CONSIGNES ET EXERCICES:
1. Selon l'extrait sur Ezéchiel, en quelle année l'élite du peuple est-elle déportée à Babylone ?
2. Reproduisez fidèlement le passage de l'extrait sur Ezéchiel qui va de « (Ez 18,5-9) reprend » jusqu'à « des comptes. (+1) » inclus.

EXTRAIT FOURNI:
Nous sommes dans le contexte de la première déportation à Babylone : les armées chaldéennes ont envahi le pays et le tienne sous son joug. La moindre révolte provoque les représailles ; c'est ainsi qu'en -598, l'élite du peuple est déportée à Babylone. Le prêtre Ezéchiel ferait partie de ces exilés. 

Type de Décalogue (+1)

Le juste

(Ez 18,5-9) reprend la théologie de Jérémie, mais sans la mettre en relation avec la place de YHWH-Roi ni avec l'Alliance. En effet, avec l'exil, Ezéchiel perçoit les revers de cette Alliance politico-religieuse systématisée : Josias, le juste, défait à Megiddo et peut-être même assassiné par ses soldats pro-égyptiens remet en cause la logique divine et le fait que les malheurs présents sont dû à une culpabilité collective.
Pour Ezéchiel, c'est YHWH seul qui juge et il le fait au cas par cas. YHWH est le seul arbitre, et nul n'est digne de lui demander des comptes. (+1)

ENTRÉES PRÉSENTÉES:
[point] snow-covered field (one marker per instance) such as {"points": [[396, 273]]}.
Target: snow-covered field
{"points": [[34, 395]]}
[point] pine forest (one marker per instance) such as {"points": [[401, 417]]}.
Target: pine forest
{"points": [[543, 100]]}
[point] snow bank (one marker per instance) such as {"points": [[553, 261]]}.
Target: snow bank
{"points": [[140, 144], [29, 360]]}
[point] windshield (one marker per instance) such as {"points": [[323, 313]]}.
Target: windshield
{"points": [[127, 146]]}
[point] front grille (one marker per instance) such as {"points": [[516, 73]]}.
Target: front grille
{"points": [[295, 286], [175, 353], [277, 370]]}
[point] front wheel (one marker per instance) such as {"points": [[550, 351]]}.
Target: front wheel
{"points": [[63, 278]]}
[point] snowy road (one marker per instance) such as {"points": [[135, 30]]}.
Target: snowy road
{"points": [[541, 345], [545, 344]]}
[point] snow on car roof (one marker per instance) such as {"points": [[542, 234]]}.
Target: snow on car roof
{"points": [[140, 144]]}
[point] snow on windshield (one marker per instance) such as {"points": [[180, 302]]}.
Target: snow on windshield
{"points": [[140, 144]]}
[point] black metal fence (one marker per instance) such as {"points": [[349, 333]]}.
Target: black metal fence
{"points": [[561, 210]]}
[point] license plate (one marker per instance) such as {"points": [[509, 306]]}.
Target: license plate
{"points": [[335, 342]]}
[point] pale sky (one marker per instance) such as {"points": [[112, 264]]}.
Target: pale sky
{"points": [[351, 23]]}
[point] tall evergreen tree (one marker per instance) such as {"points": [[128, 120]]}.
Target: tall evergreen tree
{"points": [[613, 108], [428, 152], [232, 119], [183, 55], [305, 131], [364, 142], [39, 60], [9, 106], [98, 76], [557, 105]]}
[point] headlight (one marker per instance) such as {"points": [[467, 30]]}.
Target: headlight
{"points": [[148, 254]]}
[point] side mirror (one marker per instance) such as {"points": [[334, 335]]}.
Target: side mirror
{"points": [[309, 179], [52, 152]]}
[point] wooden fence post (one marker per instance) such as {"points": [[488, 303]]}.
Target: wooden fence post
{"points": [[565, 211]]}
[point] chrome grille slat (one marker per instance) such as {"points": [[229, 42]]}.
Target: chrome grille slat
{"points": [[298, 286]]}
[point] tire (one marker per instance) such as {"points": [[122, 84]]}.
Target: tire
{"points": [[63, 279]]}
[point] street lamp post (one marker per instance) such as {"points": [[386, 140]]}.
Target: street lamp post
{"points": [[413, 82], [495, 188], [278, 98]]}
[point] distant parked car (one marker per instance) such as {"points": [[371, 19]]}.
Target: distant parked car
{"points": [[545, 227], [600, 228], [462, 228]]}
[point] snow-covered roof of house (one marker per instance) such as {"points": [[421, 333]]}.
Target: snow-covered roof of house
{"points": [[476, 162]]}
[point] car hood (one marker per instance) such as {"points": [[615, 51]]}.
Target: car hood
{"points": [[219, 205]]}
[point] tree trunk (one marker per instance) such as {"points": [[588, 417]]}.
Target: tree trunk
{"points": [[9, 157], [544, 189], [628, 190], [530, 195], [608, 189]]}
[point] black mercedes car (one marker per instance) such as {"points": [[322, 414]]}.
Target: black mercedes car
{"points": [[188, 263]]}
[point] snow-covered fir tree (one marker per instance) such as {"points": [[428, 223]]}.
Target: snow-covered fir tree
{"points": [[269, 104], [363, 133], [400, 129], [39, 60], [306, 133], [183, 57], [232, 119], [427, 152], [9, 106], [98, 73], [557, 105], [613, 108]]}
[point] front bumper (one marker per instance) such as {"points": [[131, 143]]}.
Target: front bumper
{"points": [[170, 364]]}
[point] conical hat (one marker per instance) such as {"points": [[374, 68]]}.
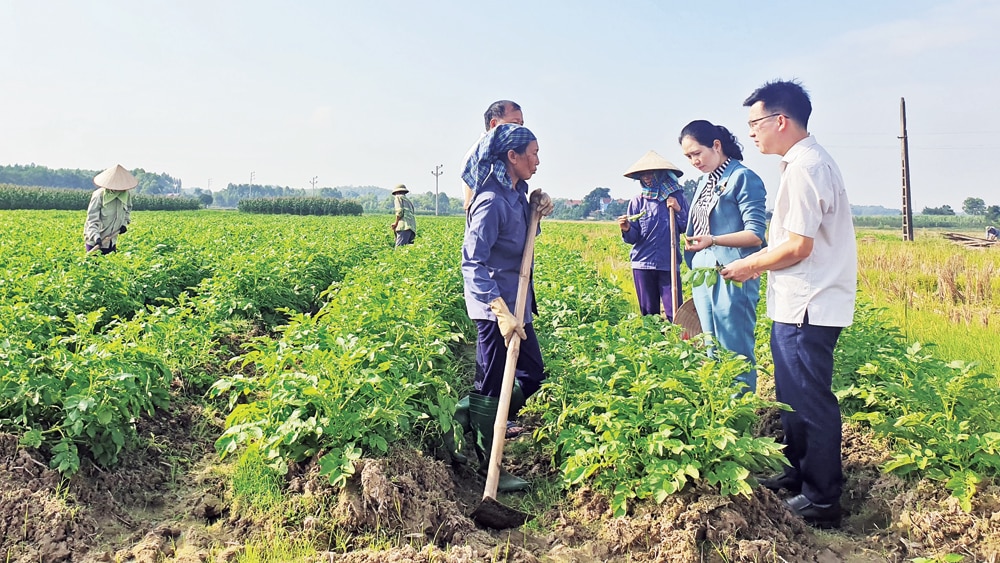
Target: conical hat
{"points": [[116, 178], [651, 161]]}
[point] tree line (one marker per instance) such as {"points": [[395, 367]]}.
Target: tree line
{"points": [[150, 183], [971, 206]]}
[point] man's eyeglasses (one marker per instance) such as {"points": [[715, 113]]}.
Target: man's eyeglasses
{"points": [[755, 123]]}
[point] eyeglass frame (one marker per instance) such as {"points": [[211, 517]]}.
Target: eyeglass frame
{"points": [[753, 123]]}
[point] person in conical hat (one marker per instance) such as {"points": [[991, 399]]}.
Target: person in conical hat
{"points": [[405, 225], [110, 209], [646, 226]]}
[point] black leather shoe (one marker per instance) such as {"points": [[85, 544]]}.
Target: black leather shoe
{"points": [[818, 516], [782, 481]]}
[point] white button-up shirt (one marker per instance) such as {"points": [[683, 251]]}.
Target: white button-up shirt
{"points": [[812, 202]]}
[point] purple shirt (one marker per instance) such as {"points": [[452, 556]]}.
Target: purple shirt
{"points": [[650, 235], [496, 228]]}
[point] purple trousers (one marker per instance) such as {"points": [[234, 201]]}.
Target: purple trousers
{"points": [[491, 357], [653, 287]]}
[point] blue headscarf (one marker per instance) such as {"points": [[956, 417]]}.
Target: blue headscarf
{"points": [[664, 183], [491, 155]]}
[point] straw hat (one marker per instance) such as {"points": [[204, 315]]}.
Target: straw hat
{"points": [[686, 317], [651, 161], [116, 179]]}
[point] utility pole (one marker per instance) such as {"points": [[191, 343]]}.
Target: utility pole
{"points": [[437, 173], [907, 209]]}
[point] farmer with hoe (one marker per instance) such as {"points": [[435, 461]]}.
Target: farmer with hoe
{"points": [[110, 209], [405, 225], [726, 223], [647, 227], [497, 225]]}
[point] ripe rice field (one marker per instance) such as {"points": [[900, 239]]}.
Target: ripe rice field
{"points": [[230, 387]]}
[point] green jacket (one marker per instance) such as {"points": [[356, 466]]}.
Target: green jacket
{"points": [[405, 217]]}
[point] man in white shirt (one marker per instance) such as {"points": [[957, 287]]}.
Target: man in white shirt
{"points": [[499, 112], [811, 258]]}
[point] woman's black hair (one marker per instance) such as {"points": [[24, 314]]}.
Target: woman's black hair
{"points": [[706, 134]]}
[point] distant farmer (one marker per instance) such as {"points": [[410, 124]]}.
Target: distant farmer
{"points": [[499, 112], [405, 225], [109, 211], [646, 226]]}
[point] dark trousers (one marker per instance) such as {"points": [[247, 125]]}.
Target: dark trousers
{"points": [[491, 357], [653, 287], [405, 237], [108, 250], [803, 376]]}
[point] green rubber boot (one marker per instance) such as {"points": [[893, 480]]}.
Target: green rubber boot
{"points": [[482, 415], [460, 424]]}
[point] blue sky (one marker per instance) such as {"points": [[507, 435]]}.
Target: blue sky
{"points": [[379, 93]]}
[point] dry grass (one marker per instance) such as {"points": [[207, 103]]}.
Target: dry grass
{"points": [[937, 291]]}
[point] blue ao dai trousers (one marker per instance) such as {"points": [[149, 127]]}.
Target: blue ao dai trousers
{"points": [[729, 314]]}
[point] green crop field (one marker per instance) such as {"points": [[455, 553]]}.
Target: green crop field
{"points": [[311, 344]]}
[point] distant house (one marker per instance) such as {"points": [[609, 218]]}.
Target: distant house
{"points": [[605, 201]]}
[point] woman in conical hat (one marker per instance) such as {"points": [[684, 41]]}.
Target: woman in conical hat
{"points": [[110, 209], [646, 226]]}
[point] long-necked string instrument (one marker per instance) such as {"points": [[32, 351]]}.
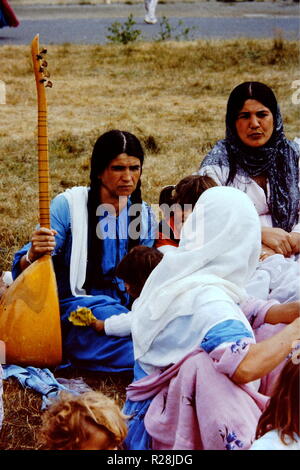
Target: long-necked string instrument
{"points": [[29, 309]]}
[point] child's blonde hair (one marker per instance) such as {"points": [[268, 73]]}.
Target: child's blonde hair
{"points": [[64, 422]]}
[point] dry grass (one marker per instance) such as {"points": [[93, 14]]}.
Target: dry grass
{"points": [[22, 407], [172, 95]]}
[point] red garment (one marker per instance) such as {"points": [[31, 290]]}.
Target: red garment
{"points": [[9, 14]]}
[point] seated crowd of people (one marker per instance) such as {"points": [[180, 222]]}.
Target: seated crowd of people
{"points": [[202, 307]]}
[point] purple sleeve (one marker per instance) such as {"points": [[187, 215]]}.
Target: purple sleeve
{"points": [[228, 356]]}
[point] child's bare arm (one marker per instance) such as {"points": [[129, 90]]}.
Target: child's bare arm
{"points": [[283, 313]]}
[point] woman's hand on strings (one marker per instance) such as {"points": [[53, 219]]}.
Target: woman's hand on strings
{"points": [[42, 243]]}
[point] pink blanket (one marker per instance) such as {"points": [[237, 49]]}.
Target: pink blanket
{"points": [[197, 407]]}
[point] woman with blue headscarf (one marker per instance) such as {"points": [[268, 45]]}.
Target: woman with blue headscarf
{"points": [[257, 158]]}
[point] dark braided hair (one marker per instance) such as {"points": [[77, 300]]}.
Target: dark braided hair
{"points": [[187, 191], [107, 147], [136, 267], [282, 411]]}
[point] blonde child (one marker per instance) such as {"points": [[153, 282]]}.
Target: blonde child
{"points": [[278, 427], [90, 421]]}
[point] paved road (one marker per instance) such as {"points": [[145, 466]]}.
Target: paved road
{"points": [[88, 24]]}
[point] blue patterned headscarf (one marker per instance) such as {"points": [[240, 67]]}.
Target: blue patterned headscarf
{"points": [[278, 159]]}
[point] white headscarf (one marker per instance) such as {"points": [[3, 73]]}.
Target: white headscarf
{"points": [[217, 254]]}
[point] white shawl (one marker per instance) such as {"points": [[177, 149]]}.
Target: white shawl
{"points": [[77, 198], [217, 254]]}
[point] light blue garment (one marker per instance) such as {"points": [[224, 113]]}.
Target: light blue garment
{"points": [[40, 380], [83, 346], [229, 331]]}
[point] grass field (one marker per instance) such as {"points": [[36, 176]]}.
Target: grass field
{"points": [[171, 95]]}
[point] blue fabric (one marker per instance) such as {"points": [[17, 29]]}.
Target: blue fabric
{"points": [[86, 348], [40, 380], [83, 346], [228, 331], [3, 21], [137, 437]]}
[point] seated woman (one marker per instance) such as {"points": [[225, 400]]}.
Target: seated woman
{"points": [[92, 230], [257, 158], [278, 426], [195, 353]]}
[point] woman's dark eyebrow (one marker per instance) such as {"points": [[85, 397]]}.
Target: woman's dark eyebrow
{"points": [[122, 167]]}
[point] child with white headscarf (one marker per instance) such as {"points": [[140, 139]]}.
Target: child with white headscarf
{"points": [[192, 342]]}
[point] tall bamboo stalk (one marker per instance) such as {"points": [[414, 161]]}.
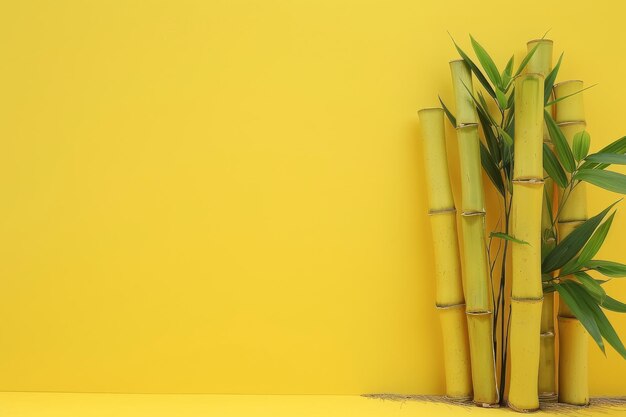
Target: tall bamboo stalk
{"points": [[541, 63], [450, 300], [479, 295], [526, 287], [573, 341]]}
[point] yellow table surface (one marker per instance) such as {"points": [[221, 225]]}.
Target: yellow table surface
{"points": [[17, 404]]}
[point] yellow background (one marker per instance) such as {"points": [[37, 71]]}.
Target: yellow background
{"points": [[228, 197]]}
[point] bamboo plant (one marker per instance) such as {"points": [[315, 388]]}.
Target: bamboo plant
{"points": [[541, 63], [450, 300], [552, 242], [526, 292], [479, 306]]}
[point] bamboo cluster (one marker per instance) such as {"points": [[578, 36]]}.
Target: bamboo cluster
{"points": [[526, 291], [541, 63], [450, 300], [573, 341], [479, 302]]}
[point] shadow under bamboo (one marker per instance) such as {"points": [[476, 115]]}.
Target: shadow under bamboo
{"points": [[479, 302], [573, 341], [450, 301], [541, 63], [526, 285]]}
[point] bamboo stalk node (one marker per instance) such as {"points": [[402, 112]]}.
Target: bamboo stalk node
{"points": [[448, 306], [442, 211], [528, 181], [572, 122], [478, 313], [566, 82], [527, 299], [473, 213], [539, 40], [466, 125]]}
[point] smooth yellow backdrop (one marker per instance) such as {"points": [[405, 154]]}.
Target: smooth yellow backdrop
{"points": [[228, 197]]}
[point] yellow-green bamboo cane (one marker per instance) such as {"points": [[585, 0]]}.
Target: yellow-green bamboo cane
{"points": [[573, 341], [526, 287], [541, 63], [450, 300], [479, 301]]}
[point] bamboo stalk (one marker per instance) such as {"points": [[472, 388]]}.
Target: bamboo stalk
{"points": [[573, 342], [450, 300], [526, 287], [541, 63], [479, 301]]}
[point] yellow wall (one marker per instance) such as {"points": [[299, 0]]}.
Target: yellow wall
{"points": [[227, 196]]}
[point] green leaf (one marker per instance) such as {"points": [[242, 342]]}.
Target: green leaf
{"points": [[567, 248], [549, 81], [580, 145], [490, 137], [607, 158], [608, 268], [609, 180], [581, 311], [569, 95], [448, 113], [505, 136], [491, 169], [606, 329], [560, 143], [590, 284], [488, 65], [526, 59], [479, 75], [611, 304], [617, 147], [507, 74], [595, 242], [508, 237], [553, 167], [502, 100]]}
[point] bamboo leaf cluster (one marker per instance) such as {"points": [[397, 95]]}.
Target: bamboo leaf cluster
{"points": [[570, 243]]}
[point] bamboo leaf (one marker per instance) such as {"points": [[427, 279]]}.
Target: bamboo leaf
{"points": [[508, 237], [567, 248], [502, 100], [490, 137], [595, 242], [569, 95], [448, 113], [507, 74], [617, 147], [590, 284], [606, 329], [560, 143], [526, 59], [581, 311], [488, 65], [553, 167], [609, 180], [612, 304], [550, 78], [479, 75], [505, 136], [608, 268], [491, 169], [606, 158], [580, 145]]}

LES SOLUTIONS:
1. En -598.

2.
(Ez 18,5-9) reprend la théologie de Jérémie, mais sans la mettre en relation avec la place de YHWH-Roi ni avec l'Alliance. En effet, avec l'exil, Ezéchiel perçoit les revers de cette Alliance politico-religieuse systématisée : Josias, le juste, défait à Megiddo et peut-être même assassiné par ses soldats pro-égyptiens remet en cause la logique divine et le fait que les malheurs présents sont dû à une culpabilité collective.
Pour Ezéchiel, c'est YHWH seul qui juge et il le fait au cas par cas. YHWH est le seul arbitre, et nul n'est digne de lui demander des comptes. (+1)